[EXTRACTED RECORDS]

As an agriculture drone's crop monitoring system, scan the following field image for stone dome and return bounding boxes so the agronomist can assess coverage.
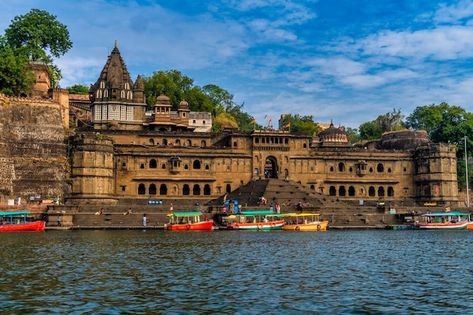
[178,100,190,110]
[317,122,349,144]
[155,94,171,106]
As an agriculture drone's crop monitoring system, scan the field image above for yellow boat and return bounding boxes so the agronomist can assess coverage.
[282,213,329,231]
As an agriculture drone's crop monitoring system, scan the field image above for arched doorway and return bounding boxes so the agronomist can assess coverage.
[264,156,278,178]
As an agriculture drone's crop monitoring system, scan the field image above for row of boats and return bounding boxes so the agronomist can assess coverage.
[166,210,328,231]
[1,209,472,232]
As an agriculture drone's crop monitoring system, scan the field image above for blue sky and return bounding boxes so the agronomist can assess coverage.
[2,0,473,127]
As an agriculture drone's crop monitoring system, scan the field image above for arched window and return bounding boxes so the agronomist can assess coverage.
[201,140,206,147]
[369,186,376,197]
[205,164,210,170]
[149,159,157,168]
[255,138,259,144]
[121,90,125,98]
[369,167,373,173]
[310,184,315,190]
[285,138,288,144]
[339,186,346,196]
[187,139,192,147]
[330,166,334,172]
[125,82,130,90]
[329,186,336,196]
[378,186,385,197]
[387,186,394,197]
[161,163,166,169]
[149,139,155,145]
[193,184,201,195]
[233,141,238,147]
[184,164,189,170]
[140,164,144,169]
[226,184,232,193]
[100,81,105,88]
[303,143,307,148]
[193,160,201,169]
[175,139,181,146]
[388,168,392,173]
[163,139,168,145]
[348,186,355,196]
[338,162,345,172]
[183,184,190,195]
[104,89,108,98]
[149,184,157,195]
[204,184,211,195]
[160,184,167,195]
[138,183,146,195]
[377,163,384,173]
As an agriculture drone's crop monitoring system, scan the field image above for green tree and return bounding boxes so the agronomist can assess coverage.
[67,84,89,95]
[0,9,72,94]
[0,37,34,95]
[345,127,361,144]
[359,109,405,140]
[279,114,320,136]
[406,102,473,189]
[213,112,239,131]
[4,9,72,62]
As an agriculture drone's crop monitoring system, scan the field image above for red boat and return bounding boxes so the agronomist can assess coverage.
[166,211,214,231]
[0,211,45,232]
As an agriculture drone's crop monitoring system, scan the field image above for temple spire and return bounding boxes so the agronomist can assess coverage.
[114,39,118,49]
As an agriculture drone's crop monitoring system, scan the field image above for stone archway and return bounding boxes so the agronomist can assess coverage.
[264,156,279,178]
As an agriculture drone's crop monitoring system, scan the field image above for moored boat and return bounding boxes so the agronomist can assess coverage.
[282,213,329,231]
[226,210,284,230]
[166,211,214,231]
[415,211,472,230]
[0,211,45,232]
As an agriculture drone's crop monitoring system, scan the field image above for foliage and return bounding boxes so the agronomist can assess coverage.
[143,70,257,131]
[213,112,239,131]
[406,102,473,189]
[345,127,361,144]
[4,9,72,62]
[279,114,320,136]
[67,84,90,95]
[0,38,34,95]
[359,109,405,140]
[0,9,71,94]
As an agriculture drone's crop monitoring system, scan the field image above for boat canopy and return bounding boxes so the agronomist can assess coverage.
[168,211,202,217]
[419,211,469,217]
[0,211,30,217]
[283,213,320,217]
[239,210,276,216]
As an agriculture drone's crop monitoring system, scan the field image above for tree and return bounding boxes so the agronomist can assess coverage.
[345,127,361,144]
[0,38,34,95]
[67,84,89,95]
[4,9,72,62]
[406,102,473,189]
[279,114,320,136]
[359,109,405,140]
[0,9,72,94]
[213,112,239,131]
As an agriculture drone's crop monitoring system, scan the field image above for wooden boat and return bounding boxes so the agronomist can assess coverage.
[415,211,472,230]
[282,213,329,231]
[0,211,45,232]
[226,210,285,230]
[166,211,214,231]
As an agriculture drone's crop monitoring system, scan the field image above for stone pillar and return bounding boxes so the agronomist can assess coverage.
[67,134,117,205]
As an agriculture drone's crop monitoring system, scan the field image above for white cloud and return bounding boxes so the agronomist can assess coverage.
[434,0,473,24]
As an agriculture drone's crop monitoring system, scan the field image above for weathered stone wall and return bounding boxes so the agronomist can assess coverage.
[0,94,67,202]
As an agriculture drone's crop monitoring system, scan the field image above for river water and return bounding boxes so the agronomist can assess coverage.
[1,230,473,314]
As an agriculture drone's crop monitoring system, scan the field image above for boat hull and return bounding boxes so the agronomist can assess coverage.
[282,221,329,231]
[229,220,285,231]
[0,221,45,232]
[166,220,214,231]
[416,221,469,230]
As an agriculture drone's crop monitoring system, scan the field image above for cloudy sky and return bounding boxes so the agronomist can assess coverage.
[2,0,473,127]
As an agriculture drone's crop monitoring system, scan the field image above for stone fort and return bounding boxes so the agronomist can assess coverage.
[0,43,459,212]
[67,44,459,209]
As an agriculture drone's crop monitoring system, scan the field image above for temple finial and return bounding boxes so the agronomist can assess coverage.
[114,40,118,48]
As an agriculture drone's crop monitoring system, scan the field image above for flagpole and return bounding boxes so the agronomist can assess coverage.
[465,135,470,208]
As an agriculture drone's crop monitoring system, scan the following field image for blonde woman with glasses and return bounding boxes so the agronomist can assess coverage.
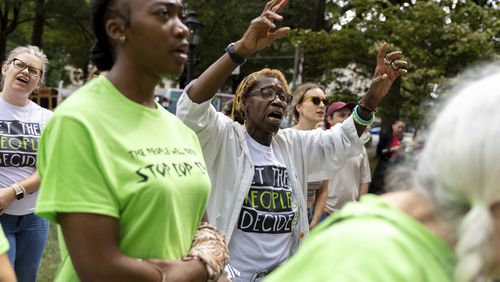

[/EXTRACTED RECORDS]

TO DO »
No picture is to be included when the lines from the one containing "above for river" through the end of the material above are output exactly; nothing else is written.

OUTPUT FOR THIS TASK »
As an agriculture drone's crop monitoring system, scan the field image above for river water and return bounding boxes so the agronomist can assess coverage.
[1,230,473,314]
As an agriculture drone's crop monitoring system, scan the field image above for boat hull and return bounding boxes so the agronomist can assess coverage.
[282,221,329,231]
[229,220,285,231]
[0,221,45,232]
[166,220,214,231]
[416,221,469,230]
As an agriculture drone's crop monitoring system, scan the field image above for cloudy sky and return bounding boxes so the agronomist can assess coverage.
[2,0,473,127]
As an agriculture drone's crop monitoring system, scan the field image above for stone fort and return bounding boxes so the agronomist can assess coverage.
[0,43,459,212]
[67,44,459,209]
As an agriculture drone's crop monitoring system, scan the field image above for temple finial and return bounding boxes so the agronomist can assess coverage.
[114,40,118,48]
As an agriculture drone's crop monitoring system, scan the field image above for flagpole and return bounding boxes so the agronomist can assess coverage.
[465,135,470,208]
As an agriculture drone's crop monitoring system, scan the following field image for blonde woman with glasses and return bounding boxes so the agronomist can assess coverage.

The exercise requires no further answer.